## SELECTED PASSAGE
▼▼▼

Monday, March 26, 2007

Sound Medicine: Pain and the Brain (click on Real Media or Windows Media for audio)

Pain and the brain


Air date: March 15, 2003

The brain controls the pathways and chemicals that produce pain, and thanks to medical research today we understand much about pain relief. But brain researchers are still exploring new ways for relieving pain, especially chronic pain. We hear more from Michael Vasko, MD, professor of pharmacology at the Indiana University School of Medicine.

Nerves in our skin and organs communicate signals from the body to the brain. Some nerves (also called sensory neurons) carry touch signals, but others carry sensations, some of them noxious, like pain. When activated, the nerves conduct the signal to the spinal cord, to the brain, and to the center of the brain, which perceives it as bad. The brain then causes us to register a response -- to cry out or pull away.

Dr. Vasko discusses nerve stimuli, body chemicals called prostaglandins, and the basic mechanism that causes many pain medications, including new ones like COX-2 inhibitors (i.e. Celebrex) to work. Although it's unclear why people perceive pain and respond to drugs differently, Dr. Vasko explains how new techniques in brain imaging can help researchers understand how pain signals travel through the somatosensory cortex.

Of especial interest to Dr. Vasko is chronic pain, which modern drugs do not treat well. We often don't even know what causes chronic pain, he says, since often the injury itself is gone. It's a "neuropathic pain," a pathology of the nerves. One syndrome is "central pain," a lesion in the brain; another is "phantom limb" pain. Imaging techniques might help solve the riddle, perhaps by revealing ways we can train the brain to adapt. Dr. Vasko talks about current, holistic treatments for chronic pain. He also explains how gene therapy may help reduce people's sensitivity to pain.

▲▲▲

## MATERIAL PROVIDED
▼▼▼

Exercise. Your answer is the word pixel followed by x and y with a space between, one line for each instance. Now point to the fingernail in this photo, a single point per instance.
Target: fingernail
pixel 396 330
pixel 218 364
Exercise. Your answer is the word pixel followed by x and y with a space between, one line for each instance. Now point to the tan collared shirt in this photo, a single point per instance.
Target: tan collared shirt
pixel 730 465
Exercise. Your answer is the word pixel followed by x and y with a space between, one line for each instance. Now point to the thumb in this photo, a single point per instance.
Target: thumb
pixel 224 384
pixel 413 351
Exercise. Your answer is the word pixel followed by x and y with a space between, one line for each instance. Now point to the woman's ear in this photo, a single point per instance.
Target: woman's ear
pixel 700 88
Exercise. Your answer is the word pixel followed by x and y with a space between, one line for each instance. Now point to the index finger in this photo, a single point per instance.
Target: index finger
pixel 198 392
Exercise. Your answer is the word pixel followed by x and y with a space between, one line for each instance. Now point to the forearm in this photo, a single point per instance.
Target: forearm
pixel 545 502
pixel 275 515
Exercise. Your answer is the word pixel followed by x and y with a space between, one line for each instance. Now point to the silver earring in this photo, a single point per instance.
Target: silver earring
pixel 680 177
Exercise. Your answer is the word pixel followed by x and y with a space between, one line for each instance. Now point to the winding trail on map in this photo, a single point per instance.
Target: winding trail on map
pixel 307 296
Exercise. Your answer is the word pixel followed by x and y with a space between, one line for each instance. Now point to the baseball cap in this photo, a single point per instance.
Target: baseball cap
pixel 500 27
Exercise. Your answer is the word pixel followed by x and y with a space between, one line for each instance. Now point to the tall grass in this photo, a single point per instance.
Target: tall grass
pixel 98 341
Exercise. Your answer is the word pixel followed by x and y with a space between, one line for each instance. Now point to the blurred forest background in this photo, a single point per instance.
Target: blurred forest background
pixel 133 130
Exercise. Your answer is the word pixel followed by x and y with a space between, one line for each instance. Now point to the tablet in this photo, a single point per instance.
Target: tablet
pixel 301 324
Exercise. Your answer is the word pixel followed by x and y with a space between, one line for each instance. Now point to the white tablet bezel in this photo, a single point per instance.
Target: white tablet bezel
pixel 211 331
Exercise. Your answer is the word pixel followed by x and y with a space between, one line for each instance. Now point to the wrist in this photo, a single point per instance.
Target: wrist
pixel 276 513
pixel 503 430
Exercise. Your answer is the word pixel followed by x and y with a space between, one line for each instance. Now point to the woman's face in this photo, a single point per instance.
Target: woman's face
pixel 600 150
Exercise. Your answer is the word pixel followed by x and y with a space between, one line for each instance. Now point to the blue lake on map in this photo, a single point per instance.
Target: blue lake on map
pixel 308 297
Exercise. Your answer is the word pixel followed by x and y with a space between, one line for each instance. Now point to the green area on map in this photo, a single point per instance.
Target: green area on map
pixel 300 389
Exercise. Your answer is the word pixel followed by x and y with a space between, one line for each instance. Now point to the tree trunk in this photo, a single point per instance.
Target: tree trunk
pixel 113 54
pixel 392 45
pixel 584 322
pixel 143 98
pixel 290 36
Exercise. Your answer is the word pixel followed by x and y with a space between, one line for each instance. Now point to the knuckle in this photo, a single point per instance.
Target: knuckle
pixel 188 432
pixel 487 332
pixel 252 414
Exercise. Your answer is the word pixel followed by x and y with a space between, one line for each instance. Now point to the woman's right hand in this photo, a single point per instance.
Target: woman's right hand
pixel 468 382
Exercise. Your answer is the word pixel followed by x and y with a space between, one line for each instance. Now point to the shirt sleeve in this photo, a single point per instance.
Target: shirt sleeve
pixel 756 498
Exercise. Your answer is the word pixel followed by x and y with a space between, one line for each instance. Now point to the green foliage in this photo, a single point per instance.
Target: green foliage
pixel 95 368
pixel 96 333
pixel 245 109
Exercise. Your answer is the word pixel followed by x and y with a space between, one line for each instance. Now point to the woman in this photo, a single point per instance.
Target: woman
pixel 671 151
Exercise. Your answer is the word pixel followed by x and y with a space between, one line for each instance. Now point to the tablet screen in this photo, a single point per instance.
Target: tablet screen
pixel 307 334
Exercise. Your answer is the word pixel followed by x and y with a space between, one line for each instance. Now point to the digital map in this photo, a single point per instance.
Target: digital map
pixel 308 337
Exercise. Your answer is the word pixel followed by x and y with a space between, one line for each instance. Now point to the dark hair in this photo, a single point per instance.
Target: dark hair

▲▲▲

## YOUR INSTRUCTIONS
Reproduce the entire page on pain and the brain word for word. This material comes from a separate source.

## WRITTEN RESPONSE
Monday, March 26, 2007

Sound Medicine: Pain and the Brain (click on Real Media or Windows Media for audio)

Pain and the brain


Air date: March 15, 2003

The brain controls the pathways and chemicals that produce pain, and thanks to medical research today we understand much about pain relief. But brain researchers are still exploring new ways for relieving pain, especially chronic pain. We hear more from Michael Vasko, MD, professor of pharmacology at the Indiana University School of Medicine.

Nerves in our skin and organs communicate signals from the body to the brain. Some nerves (also called sensory neurons) carry touch signals, but others carry sensations, some of them noxious, like pain. When activated, the nerves conduct the signal to the spinal cord, to the brain, and to the center of the brain, which perceives it as bad. The brain then causes us to register a response -- to cry out or pull away.

Dr. Vasko discusses nerve stimuli, body chemicals called prostaglandins, and the basic mechanism that causes many pain medications, including new ones like COX-2 inhibitors (i.e. Celebrex) to work. Although it's unclear why people perceive pain and respond to drugs differently, Dr. Vasko explains how new techniques in brain imaging can help researchers understand how pain signals travel through the somatosensory cortex.

Of especial interest to Dr. Vasko is chronic pain, which modern drugs do not treat well. We often don't even know what causes chronic pain, he says, since often the injury itself is gone. It's a "neuropathic pain," a pathology of the nerves. One syndrome is "central pain," a lesion in the brain; another is "phantom limb" pain. Imaging techniques might help solve the riddle, perhaps by revealing ways we can train the brain to adapt. Dr. Vasko talks about current, holistic treatments for chronic pain. He also explains how gene therapy may help reduce people's sensitivity to pain.